**WHAT YOU ARE ASKED TO DO:** Emit the line that holds "of the lake" and all lines following it through the end of the data, verbatim, and nothing else.

**Dataset entries:**
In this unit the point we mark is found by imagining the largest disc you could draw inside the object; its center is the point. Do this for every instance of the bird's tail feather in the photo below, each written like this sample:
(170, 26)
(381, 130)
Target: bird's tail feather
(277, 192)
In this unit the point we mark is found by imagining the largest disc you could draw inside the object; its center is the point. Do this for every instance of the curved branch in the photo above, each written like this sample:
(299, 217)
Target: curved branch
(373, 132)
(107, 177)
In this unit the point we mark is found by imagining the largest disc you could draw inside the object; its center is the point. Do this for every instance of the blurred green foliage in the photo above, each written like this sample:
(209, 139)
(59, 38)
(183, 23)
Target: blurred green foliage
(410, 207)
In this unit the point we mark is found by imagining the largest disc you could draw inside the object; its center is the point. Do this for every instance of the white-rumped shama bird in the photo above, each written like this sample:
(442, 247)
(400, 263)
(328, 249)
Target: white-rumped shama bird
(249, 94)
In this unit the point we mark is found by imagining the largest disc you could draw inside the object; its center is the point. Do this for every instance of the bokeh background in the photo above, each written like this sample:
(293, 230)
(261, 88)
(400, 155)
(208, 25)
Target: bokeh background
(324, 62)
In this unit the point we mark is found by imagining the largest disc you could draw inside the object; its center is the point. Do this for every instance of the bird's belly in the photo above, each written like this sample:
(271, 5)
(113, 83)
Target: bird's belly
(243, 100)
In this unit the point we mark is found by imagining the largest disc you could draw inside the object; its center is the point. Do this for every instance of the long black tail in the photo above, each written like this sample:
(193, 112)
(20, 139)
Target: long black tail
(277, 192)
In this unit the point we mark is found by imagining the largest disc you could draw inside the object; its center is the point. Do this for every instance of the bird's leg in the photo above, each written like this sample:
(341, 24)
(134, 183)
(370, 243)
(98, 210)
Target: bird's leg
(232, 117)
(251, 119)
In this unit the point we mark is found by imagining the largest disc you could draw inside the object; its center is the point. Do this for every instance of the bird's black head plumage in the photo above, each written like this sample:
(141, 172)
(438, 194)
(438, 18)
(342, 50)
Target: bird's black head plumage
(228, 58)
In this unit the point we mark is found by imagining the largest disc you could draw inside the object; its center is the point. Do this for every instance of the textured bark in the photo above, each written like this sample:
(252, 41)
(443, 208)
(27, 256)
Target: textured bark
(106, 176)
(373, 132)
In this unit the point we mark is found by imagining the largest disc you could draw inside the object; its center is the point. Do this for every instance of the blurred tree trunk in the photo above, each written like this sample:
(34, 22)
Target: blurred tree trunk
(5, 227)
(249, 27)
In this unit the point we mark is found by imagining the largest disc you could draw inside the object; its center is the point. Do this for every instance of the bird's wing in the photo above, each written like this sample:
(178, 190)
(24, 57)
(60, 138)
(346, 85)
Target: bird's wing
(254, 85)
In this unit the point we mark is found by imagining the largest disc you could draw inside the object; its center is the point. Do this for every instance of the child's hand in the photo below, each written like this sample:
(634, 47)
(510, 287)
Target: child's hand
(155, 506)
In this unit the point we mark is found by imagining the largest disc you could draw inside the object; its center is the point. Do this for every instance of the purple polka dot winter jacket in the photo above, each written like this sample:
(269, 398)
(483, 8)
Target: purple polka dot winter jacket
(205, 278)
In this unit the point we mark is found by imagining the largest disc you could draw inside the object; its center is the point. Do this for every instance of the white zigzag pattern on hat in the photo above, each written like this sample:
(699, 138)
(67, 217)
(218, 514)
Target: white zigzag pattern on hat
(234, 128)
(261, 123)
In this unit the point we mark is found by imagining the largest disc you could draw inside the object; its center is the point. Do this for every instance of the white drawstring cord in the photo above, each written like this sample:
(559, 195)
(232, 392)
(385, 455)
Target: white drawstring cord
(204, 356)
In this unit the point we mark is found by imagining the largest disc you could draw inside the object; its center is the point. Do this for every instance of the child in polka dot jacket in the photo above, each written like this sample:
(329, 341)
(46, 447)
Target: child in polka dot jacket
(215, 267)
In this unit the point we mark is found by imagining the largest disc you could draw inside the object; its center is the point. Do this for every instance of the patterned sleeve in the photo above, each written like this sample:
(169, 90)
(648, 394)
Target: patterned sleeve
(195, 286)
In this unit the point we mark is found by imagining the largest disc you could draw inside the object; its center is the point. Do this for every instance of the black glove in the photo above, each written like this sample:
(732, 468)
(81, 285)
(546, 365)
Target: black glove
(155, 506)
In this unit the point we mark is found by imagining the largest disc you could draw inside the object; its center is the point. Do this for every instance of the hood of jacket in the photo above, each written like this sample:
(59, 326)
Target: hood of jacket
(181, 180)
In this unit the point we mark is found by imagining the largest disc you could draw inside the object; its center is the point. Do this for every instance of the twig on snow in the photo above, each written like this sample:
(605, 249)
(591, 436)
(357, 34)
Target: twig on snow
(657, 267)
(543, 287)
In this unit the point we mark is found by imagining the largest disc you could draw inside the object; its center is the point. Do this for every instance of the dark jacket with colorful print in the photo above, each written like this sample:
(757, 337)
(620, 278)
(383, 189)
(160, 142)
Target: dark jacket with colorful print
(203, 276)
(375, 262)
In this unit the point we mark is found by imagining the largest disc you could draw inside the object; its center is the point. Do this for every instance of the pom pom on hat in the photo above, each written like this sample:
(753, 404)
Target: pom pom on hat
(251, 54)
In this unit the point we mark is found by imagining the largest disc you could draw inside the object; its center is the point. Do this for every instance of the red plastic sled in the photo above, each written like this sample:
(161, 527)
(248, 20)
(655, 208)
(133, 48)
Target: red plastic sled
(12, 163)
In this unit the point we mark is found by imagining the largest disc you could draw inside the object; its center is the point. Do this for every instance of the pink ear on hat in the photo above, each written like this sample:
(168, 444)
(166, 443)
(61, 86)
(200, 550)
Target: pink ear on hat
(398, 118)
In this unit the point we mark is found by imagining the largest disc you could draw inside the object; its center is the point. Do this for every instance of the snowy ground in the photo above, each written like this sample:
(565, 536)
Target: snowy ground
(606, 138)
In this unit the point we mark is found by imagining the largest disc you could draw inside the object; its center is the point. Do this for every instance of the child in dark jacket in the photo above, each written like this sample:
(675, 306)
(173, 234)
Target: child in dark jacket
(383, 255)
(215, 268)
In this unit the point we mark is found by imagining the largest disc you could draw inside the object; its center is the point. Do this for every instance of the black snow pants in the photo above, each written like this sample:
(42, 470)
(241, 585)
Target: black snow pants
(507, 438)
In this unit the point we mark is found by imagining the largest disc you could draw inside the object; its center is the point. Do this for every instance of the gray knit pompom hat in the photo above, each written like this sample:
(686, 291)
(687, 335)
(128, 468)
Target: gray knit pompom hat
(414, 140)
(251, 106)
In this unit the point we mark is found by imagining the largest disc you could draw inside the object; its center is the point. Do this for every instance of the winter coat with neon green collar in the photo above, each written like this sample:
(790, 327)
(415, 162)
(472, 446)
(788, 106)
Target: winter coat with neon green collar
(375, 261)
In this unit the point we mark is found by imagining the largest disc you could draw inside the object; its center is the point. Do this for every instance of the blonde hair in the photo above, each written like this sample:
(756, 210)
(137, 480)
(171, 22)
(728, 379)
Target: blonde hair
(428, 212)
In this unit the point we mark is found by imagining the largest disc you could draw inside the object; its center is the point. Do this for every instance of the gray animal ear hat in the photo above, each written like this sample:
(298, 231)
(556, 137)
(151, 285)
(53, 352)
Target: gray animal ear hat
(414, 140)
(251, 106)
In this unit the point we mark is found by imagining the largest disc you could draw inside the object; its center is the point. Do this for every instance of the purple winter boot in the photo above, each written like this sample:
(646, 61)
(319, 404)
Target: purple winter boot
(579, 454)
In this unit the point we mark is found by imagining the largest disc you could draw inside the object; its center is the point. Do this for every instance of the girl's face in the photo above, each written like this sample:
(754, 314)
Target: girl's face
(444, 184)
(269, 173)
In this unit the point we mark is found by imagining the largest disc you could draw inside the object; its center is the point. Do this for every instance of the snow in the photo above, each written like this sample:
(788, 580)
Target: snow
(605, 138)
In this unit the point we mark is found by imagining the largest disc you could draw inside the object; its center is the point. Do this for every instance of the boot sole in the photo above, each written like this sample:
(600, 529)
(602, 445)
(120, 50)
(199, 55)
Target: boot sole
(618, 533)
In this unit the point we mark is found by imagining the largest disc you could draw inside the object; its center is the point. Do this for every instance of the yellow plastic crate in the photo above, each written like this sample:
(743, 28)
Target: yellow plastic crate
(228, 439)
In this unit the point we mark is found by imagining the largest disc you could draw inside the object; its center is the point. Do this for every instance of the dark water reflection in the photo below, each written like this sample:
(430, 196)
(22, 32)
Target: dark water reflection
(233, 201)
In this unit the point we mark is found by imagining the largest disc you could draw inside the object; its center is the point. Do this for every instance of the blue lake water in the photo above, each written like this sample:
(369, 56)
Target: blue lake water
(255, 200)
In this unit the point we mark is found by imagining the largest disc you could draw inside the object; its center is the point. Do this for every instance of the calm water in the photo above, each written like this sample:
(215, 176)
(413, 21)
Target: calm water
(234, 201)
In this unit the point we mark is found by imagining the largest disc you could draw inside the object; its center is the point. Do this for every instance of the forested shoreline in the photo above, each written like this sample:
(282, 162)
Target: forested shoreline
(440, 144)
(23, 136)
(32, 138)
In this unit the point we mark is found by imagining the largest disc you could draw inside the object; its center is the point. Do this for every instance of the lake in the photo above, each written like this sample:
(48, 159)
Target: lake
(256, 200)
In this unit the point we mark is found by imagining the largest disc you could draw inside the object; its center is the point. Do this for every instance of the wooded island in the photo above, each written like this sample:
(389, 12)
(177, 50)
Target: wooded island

**OUTPUT BELOW:**
In this unit the point we mark is found by imagining the largest disc you could draw inside the object; its center is the point. Do this for every instance of the lake in the photo above, each written like this sample:
(48, 159)
Target: lake
(256, 200)
In this unit the point we mark is found by imagining the largest disc you could draw inside the object; its center is the point. Do this for every instance of the wooded island in the photo above, each written like this sample:
(389, 12)
(177, 50)
Target: wooded island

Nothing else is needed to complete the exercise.